**Short exercise**
Reproduce the entries below line for line, leaving the pictures out.

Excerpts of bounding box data

——————————

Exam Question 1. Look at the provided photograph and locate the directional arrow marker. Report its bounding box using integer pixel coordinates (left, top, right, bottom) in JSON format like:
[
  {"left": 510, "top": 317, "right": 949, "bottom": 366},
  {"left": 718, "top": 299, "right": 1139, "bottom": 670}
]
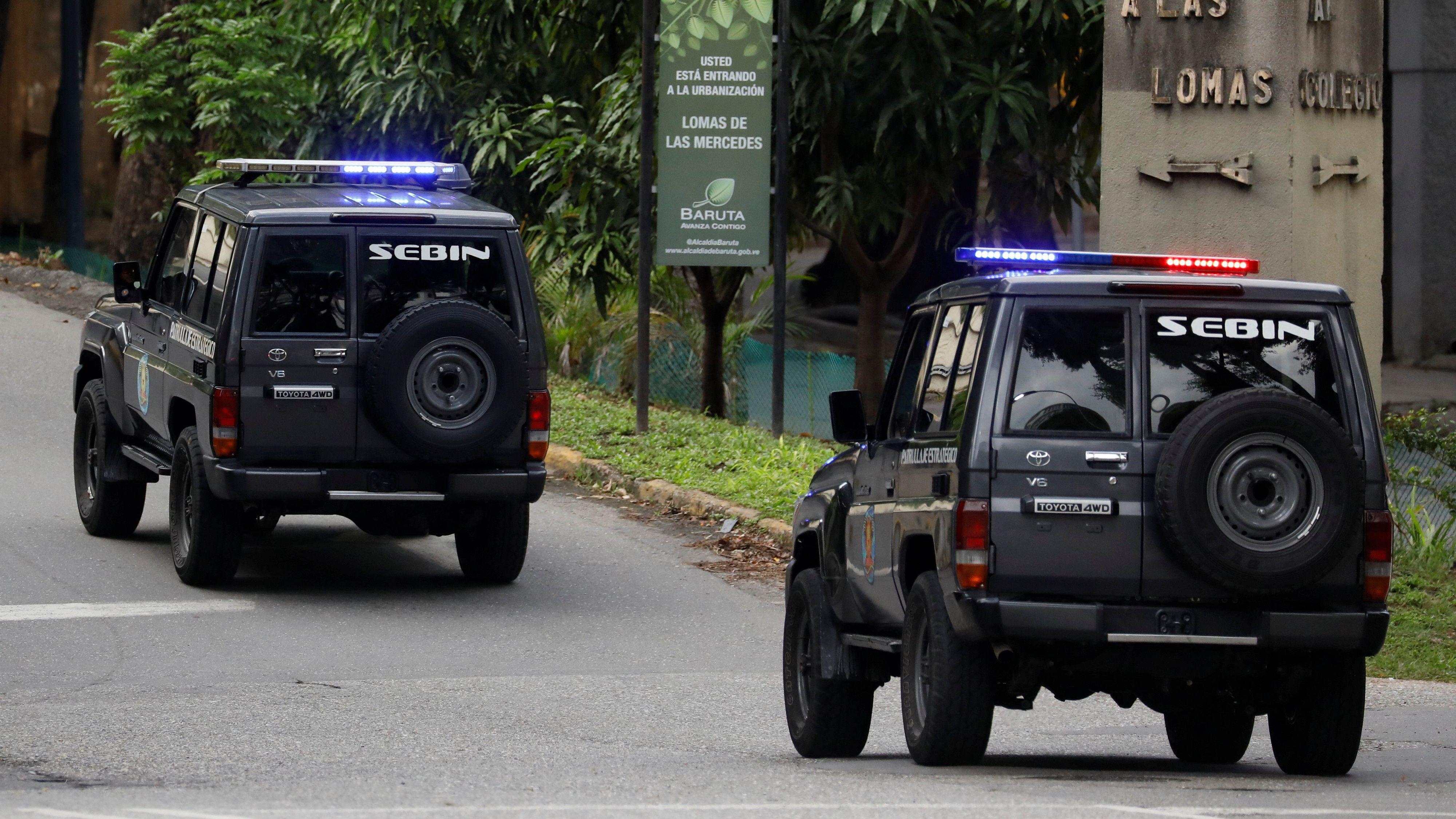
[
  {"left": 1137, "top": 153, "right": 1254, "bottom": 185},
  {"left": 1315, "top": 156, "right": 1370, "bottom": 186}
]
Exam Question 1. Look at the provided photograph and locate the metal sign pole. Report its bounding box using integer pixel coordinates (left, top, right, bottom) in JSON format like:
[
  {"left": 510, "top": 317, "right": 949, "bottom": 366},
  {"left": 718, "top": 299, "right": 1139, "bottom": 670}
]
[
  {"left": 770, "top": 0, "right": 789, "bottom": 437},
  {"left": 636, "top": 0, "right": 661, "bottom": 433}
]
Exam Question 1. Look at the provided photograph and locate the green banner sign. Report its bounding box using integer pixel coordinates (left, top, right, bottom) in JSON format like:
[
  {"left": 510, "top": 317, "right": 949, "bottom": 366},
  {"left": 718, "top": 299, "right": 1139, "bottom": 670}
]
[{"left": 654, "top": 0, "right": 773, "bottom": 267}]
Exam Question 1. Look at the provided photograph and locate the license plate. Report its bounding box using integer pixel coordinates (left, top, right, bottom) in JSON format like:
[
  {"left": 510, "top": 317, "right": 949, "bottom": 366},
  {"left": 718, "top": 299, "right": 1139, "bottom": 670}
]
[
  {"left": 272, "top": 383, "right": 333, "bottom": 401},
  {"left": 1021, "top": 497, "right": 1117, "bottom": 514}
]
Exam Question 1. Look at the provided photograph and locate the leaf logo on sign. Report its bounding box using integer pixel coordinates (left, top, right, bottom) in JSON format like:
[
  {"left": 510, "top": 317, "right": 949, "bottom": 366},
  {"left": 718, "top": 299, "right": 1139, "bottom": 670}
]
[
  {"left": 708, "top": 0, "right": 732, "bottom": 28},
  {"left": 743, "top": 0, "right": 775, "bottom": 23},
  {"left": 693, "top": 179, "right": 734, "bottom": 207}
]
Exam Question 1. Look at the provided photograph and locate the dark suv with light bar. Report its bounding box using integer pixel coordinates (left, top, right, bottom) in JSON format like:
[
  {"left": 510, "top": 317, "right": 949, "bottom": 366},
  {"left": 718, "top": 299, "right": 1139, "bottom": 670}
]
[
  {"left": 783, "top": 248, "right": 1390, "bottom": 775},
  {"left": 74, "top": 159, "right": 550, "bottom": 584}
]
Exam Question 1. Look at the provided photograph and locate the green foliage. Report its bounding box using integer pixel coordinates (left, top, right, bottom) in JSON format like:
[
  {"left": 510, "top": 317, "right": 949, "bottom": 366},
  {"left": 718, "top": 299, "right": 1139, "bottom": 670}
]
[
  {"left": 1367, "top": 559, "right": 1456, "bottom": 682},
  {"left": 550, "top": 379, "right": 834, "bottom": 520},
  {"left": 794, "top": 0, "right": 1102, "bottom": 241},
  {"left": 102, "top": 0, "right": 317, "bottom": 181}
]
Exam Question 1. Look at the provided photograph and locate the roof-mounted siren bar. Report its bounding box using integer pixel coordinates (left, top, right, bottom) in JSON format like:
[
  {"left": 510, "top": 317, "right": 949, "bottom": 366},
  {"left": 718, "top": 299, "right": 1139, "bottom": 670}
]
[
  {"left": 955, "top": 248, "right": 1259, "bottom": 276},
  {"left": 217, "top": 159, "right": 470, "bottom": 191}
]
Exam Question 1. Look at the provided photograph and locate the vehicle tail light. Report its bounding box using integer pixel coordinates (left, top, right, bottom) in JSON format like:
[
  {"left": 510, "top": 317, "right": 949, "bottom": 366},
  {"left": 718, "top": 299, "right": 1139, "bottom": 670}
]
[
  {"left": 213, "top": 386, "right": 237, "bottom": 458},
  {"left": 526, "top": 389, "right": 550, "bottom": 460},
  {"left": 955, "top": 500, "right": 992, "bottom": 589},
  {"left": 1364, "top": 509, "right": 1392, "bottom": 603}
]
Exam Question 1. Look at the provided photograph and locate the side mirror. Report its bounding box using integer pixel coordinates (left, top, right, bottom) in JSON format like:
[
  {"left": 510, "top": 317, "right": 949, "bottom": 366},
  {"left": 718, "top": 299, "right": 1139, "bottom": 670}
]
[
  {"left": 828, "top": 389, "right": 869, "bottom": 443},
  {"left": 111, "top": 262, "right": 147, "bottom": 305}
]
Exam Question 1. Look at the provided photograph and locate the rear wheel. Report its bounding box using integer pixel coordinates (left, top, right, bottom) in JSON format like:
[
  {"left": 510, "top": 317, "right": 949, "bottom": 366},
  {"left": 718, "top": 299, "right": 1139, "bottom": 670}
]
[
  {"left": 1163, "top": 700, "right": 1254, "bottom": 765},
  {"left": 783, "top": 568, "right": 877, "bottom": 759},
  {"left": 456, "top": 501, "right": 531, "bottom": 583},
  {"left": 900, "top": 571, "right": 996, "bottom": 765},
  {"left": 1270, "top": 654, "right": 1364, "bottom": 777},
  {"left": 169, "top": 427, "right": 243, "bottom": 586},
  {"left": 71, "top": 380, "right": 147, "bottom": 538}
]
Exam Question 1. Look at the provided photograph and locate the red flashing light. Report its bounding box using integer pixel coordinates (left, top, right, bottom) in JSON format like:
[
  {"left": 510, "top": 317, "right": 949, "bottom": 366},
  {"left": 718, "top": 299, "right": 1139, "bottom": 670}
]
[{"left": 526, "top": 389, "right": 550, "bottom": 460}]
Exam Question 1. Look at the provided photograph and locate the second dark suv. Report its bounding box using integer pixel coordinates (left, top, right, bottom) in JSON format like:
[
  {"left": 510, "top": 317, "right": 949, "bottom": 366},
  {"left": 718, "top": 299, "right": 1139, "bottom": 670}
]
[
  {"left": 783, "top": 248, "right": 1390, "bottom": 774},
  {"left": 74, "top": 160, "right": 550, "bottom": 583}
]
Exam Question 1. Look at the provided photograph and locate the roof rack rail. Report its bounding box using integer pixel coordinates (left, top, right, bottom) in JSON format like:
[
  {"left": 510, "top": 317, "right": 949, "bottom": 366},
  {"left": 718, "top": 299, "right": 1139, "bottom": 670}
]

——————————

**Task result**
Exam Question 1. Look at the provided photograph and locate the directional arrow marker. Report its bounding box using integer pixel coordinates (left, top, right, bottom) in JSON format like:
[
  {"left": 510, "top": 317, "right": 949, "bottom": 366},
  {"left": 718, "top": 299, "right": 1139, "bottom": 670}
]
[
  {"left": 1137, "top": 153, "right": 1254, "bottom": 185},
  {"left": 1315, "top": 156, "right": 1370, "bottom": 186}
]
Exam Question 1. Look at the provided photograph and locate the metal sign pole. Report its bounding box using integer pixel coordinates (left, top, right, bottom) in JSON format like:
[
  {"left": 510, "top": 317, "right": 949, "bottom": 366},
  {"left": 718, "top": 299, "right": 1139, "bottom": 670}
]
[
  {"left": 770, "top": 0, "right": 789, "bottom": 437},
  {"left": 636, "top": 0, "right": 661, "bottom": 433}
]
Exam Question 1. Look at the provided photograph and locate the green banner sign. Report its bounding box using integer pixel coordinates (left, top, right, bottom) in JSON format like:
[
  {"left": 510, "top": 317, "right": 949, "bottom": 366},
  {"left": 718, "top": 299, "right": 1139, "bottom": 670}
]
[{"left": 654, "top": 0, "right": 773, "bottom": 267}]
Exam Question 1. Look at the provided photograph and locate the license plate. Report its bounding box using integer pixel coordinates (left, top, right, bottom) in JSON format like:
[
  {"left": 510, "top": 317, "right": 949, "bottom": 366},
  {"left": 718, "top": 299, "right": 1139, "bottom": 670}
]
[
  {"left": 272, "top": 383, "right": 333, "bottom": 401},
  {"left": 1021, "top": 497, "right": 1117, "bottom": 514}
]
Exam Question 1. Look at the provided photograph and locate the leaf logo on sign. Report its bounding box using integer pixel coordinates (left, top, right, bottom) in JSON format like:
[
  {"left": 510, "top": 317, "right": 949, "bottom": 366},
  {"left": 718, "top": 299, "right": 1139, "bottom": 670}
]
[
  {"left": 708, "top": 0, "right": 732, "bottom": 28},
  {"left": 743, "top": 0, "right": 775, "bottom": 23},
  {"left": 693, "top": 179, "right": 734, "bottom": 207}
]
Exam Question 1. Look at the provided photograph and locate the dark suv with light bar. Report its bounding box using integer pixel coordinates (left, top, right, bottom) in JSON format like:
[
  {"left": 510, "top": 317, "right": 949, "bottom": 366},
  {"left": 718, "top": 299, "right": 1139, "bottom": 670}
]
[
  {"left": 783, "top": 248, "right": 1390, "bottom": 775},
  {"left": 74, "top": 159, "right": 550, "bottom": 584}
]
Exam Question 1. Look at the provided photograph and locate the green foliage. Report its bounding box using integer pixel coordinates (left, top, right, bottom) in JSON format like:
[
  {"left": 510, "top": 317, "right": 949, "bottom": 366},
  {"left": 718, "top": 299, "right": 1139, "bottom": 670}
]
[
  {"left": 1367, "top": 559, "right": 1456, "bottom": 682},
  {"left": 550, "top": 379, "right": 834, "bottom": 520},
  {"left": 794, "top": 0, "right": 1102, "bottom": 241},
  {"left": 102, "top": 0, "right": 317, "bottom": 181}
]
Exam Question 1. Look at the provided photograph and locate the roof-mounted siren bar. Report its bounding box using integer pixel coordinates (left, top, right, bottom) in JSON format like:
[
  {"left": 510, "top": 317, "right": 949, "bottom": 366},
  {"left": 718, "top": 299, "right": 1139, "bottom": 670}
]
[
  {"left": 955, "top": 248, "right": 1259, "bottom": 276},
  {"left": 217, "top": 159, "right": 470, "bottom": 191}
]
Exam Question 1. Look at the provided photograph and locate the vehicle tail light. Report its bounding box using integer pixel coordinates (left, top, right, bottom) in JSON format like:
[
  {"left": 510, "top": 317, "right": 949, "bottom": 366},
  {"left": 718, "top": 299, "right": 1139, "bottom": 670}
]
[
  {"left": 213, "top": 386, "right": 237, "bottom": 458},
  {"left": 526, "top": 389, "right": 550, "bottom": 460},
  {"left": 955, "top": 500, "right": 992, "bottom": 589},
  {"left": 1364, "top": 509, "right": 1392, "bottom": 603}
]
Exam Question 1. Look at the provided photograph and locate the side mirror. Report its bounding box using integer pixel coordinates (left, top, right, bottom) in JSON format like:
[
  {"left": 510, "top": 317, "right": 949, "bottom": 366},
  {"left": 718, "top": 299, "right": 1139, "bottom": 670}
]
[
  {"left": 828, "top": 389, "right": 869, "bottom": 443},
  {"left": 111, "top": 262, "right": 147, "bottom": 305}
]
Exam Question 1. Look at the provided photograph and locate the rear wheel. Report its bounding box using integer pixel coordinates (left, top, right, bottom) in JSON format like:
[
  {"left": 510, "top": 317, "right": 949, "bottom": 366},
  {"left": 718, "top": 299, "right": 1139, "bottom": 670}
]
[
  {"left": 1163, "top": 700, "right": 1254, "bottom": 765},
  {"left": 783, "top": 568, "right": 877, "bottom": 759},
  {"left": 456, "top": 501, "right": 531, "bottom": 583},
  {"left": 900, "top": 571, "right": 996, "bottom": 765},
  {"left": 1270, "top": 654, "right": 1364, "bottom": 777},
  {"left": 169, "top": 427, "right": 243, "bottom": 586},
  {"left": 71, "top": 380, "right": 147, "bottom": 538}
]
Exam Question 1. Look at the provided photograph and locate the red flashing light. Report its bounding box using integer pixel coordinates (left, top, right, bottom) in JSON format like:
[
  {"left": 510, "top": 317, "right": 949, "bottom": 366},
  {"left": 718, "top": 299, "right": 1139, "bottom": 670}
]
[{"left": 526, "top": 389, "right": 550, "bottom": 460}]
Exam Question 1. Look at the provided photograph and locate the second dark suv. Report its bounding box using integer pixel coordinates (left, top, right, bottom) in JSON format like:
[
  {"left": 510, "top": 317, "right": 949, "bottom": 366},
  {"left": 718, "top": 299, "right": 1139, "bottom": 670}
]
[
  {"left": 783, "top": 248, "right": 1390, "bottom": 774},
  {"left": 74, "top": 160, "right": 550, "bottom": 583}
]
Exam Question 1. Look at the provided photograph and locate the roof rack rail. Report its bounding box using integer pixel coordinates (left, top, right, bottom) in JSON format like:
[
  {"left": 510, "top": 317, "right": 949, "bottom": 366},
  {"left": 718, "top": 299, "right": 1139, "bottom": 670}
]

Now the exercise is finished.